SET PROBLEM:
Which lines in the entries below contain the word "tree"? List each of those lines in full.

EXERCISE INPUTS:

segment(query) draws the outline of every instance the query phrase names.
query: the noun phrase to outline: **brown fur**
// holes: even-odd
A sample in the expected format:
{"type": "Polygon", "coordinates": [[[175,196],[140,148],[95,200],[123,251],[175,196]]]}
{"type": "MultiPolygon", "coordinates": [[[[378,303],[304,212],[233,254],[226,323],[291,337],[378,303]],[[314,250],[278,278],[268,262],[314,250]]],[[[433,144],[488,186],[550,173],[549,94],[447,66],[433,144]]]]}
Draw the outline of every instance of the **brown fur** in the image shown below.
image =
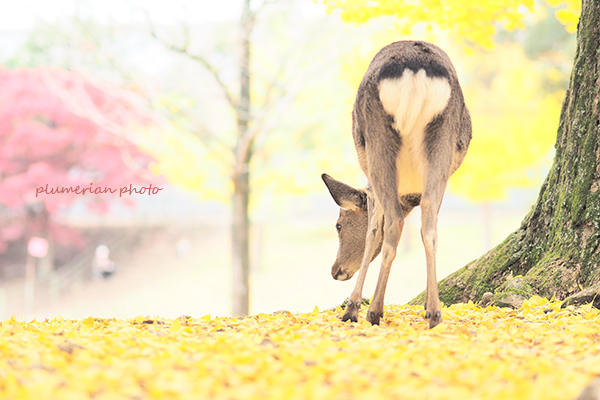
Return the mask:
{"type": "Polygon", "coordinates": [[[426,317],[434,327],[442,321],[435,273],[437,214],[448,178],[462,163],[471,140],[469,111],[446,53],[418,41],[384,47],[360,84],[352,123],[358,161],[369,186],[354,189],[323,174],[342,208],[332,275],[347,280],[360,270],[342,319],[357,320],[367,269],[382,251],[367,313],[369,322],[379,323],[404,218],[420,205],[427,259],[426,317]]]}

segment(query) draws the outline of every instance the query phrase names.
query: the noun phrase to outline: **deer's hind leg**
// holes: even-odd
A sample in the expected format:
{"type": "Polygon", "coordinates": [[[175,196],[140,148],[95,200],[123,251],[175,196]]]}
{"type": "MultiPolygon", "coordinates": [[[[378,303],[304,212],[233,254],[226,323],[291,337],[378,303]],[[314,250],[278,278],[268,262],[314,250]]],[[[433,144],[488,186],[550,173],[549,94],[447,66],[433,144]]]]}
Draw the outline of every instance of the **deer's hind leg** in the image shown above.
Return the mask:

--

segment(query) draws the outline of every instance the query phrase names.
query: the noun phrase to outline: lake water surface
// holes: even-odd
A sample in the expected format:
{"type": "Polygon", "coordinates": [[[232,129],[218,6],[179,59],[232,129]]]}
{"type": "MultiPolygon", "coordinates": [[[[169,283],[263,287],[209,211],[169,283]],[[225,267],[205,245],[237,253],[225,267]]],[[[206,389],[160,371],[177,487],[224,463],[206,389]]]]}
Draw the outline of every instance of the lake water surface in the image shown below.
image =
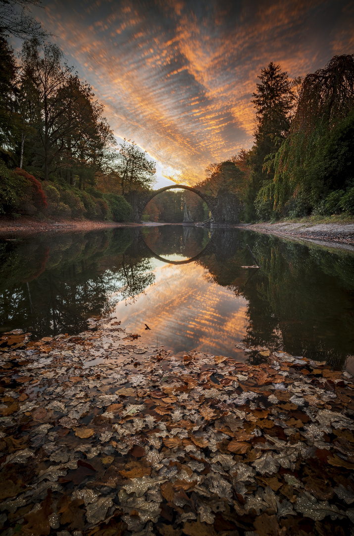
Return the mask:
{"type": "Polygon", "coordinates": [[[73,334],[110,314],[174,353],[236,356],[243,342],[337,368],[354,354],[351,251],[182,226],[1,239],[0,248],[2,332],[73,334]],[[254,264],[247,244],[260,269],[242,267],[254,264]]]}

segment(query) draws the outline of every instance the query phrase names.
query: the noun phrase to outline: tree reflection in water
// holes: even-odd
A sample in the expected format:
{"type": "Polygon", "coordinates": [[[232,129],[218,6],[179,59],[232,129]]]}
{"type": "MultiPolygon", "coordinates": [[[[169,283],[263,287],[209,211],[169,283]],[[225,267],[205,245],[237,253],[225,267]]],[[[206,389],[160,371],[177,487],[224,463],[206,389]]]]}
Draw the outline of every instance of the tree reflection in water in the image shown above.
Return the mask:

PROBLEM SOLUTION:
query: the noun phrase to outline: tree reflection in water
Draw the outline of every instance of the tree reflection in water in the image shown above.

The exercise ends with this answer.